START RECORDS
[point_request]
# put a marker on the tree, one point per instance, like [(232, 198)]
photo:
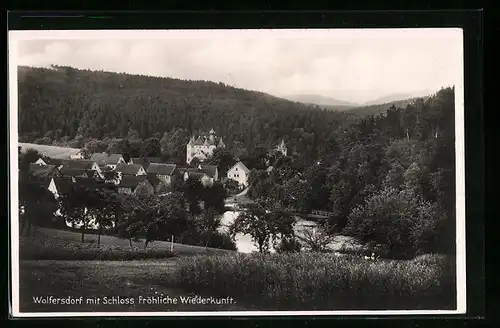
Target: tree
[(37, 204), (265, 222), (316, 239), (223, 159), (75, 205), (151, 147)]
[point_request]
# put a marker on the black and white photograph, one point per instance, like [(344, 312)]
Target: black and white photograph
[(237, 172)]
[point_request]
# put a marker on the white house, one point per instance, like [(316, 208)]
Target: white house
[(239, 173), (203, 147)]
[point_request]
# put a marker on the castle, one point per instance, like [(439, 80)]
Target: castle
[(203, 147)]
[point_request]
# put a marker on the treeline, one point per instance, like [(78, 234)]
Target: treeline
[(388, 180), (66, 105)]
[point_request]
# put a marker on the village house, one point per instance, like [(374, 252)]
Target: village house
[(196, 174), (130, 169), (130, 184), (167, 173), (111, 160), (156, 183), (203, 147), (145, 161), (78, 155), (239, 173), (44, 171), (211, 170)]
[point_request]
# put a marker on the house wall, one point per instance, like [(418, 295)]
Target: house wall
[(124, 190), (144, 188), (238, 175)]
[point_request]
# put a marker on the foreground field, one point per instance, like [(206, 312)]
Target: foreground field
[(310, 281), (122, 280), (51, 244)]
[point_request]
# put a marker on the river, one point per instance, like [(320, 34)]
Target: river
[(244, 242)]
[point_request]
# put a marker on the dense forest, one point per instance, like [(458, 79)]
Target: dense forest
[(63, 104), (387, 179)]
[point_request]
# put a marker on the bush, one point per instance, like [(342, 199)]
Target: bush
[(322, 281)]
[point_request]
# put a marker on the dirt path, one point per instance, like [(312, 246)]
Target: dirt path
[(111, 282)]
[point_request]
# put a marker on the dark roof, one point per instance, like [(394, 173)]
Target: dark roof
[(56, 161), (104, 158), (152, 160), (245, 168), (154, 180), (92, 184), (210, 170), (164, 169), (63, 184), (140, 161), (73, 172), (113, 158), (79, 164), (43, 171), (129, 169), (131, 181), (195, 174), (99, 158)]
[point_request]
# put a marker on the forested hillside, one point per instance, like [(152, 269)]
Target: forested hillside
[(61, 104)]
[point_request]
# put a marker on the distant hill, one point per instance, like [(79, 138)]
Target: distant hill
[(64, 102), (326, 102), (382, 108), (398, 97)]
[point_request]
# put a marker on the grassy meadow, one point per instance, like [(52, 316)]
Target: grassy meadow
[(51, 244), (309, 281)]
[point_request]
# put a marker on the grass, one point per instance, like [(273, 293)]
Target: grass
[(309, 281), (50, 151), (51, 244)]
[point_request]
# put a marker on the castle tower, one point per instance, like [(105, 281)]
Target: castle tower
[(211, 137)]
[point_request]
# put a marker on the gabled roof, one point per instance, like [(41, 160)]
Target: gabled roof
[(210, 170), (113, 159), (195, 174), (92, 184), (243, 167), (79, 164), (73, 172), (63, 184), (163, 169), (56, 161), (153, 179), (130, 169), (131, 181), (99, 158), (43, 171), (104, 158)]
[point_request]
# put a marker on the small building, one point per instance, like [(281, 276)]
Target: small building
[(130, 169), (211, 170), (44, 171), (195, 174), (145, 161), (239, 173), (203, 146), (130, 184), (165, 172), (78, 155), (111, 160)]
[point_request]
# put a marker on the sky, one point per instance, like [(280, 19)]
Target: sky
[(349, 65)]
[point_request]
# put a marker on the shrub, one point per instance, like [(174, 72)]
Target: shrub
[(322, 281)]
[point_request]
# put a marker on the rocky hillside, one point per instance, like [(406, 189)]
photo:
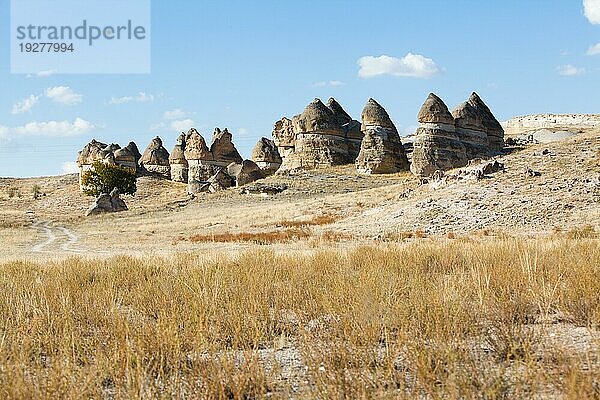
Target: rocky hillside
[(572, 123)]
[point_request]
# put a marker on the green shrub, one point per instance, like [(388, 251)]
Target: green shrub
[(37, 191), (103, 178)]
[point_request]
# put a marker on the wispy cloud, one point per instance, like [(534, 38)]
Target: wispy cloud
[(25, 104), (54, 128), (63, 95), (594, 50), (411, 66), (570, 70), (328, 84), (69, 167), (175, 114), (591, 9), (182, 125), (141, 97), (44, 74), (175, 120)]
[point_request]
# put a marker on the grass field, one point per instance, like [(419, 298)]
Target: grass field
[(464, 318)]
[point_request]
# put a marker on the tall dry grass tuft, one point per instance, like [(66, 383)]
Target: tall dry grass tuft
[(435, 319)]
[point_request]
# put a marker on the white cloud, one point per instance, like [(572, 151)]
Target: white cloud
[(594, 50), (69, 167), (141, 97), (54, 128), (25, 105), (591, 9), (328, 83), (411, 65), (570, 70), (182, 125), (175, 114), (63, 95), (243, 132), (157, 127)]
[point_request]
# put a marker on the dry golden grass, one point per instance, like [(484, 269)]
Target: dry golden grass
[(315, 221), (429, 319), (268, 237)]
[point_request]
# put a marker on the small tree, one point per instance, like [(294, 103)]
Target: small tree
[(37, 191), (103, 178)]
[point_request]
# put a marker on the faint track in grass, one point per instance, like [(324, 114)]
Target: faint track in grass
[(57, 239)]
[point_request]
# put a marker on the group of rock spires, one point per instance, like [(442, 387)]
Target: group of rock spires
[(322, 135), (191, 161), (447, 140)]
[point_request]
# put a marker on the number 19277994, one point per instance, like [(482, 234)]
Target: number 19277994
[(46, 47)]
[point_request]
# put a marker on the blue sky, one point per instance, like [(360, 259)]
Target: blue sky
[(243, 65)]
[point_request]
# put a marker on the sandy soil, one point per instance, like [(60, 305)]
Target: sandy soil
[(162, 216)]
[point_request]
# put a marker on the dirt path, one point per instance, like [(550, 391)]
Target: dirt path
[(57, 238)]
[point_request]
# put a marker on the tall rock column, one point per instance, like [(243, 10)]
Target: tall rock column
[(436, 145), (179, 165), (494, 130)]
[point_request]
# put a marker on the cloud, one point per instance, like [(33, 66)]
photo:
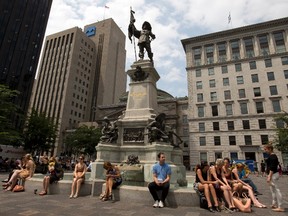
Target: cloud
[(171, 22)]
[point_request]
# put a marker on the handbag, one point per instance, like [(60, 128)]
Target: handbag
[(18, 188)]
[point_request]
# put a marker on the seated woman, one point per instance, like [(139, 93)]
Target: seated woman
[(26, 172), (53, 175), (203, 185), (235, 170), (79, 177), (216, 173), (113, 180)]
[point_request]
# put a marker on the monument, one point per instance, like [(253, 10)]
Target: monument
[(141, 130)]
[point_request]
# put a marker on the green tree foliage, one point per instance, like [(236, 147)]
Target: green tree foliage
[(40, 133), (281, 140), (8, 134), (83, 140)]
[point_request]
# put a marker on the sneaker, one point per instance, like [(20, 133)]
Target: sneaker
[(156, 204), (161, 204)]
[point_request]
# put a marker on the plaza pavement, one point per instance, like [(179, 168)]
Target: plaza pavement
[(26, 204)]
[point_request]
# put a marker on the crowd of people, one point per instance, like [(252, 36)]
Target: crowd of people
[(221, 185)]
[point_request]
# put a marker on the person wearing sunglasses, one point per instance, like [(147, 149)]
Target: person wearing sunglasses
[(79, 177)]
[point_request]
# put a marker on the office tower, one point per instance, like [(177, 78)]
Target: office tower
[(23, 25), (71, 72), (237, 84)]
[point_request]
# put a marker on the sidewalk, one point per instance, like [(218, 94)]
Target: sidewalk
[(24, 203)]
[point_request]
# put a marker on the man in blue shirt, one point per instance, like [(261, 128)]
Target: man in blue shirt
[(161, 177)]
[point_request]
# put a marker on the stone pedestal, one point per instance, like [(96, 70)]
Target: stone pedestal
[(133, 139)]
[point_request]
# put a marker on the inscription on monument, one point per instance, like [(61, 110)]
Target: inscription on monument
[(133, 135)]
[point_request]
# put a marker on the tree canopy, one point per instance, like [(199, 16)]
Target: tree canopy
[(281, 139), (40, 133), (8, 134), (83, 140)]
END RECORDS
START RECORDS
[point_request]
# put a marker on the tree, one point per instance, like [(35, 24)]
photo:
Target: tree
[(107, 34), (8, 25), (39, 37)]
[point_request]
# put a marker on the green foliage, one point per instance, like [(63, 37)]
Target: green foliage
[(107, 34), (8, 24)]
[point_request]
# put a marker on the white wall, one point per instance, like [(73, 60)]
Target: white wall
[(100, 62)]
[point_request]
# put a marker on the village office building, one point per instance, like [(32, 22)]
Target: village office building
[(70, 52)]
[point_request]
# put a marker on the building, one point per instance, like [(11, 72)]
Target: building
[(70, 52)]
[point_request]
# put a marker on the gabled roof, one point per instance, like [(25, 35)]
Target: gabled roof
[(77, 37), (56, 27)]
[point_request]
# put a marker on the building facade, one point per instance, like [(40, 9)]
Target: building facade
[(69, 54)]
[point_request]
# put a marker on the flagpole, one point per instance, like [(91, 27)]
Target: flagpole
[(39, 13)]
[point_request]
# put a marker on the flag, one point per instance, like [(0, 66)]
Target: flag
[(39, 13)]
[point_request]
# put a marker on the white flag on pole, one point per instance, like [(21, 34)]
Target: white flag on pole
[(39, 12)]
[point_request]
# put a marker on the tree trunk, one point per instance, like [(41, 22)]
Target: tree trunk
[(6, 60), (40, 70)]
END RECORDS
§ **REQUIREMENTS**
Report every line in the rows above that contains the word "woman", copying each such line in full. Matching is case-sensitive.

§ **SOLUTION TO THIS PROBLEM**
# put a marker on the seated woman, one point per instance, like [(139, 93)]
Target: seated woman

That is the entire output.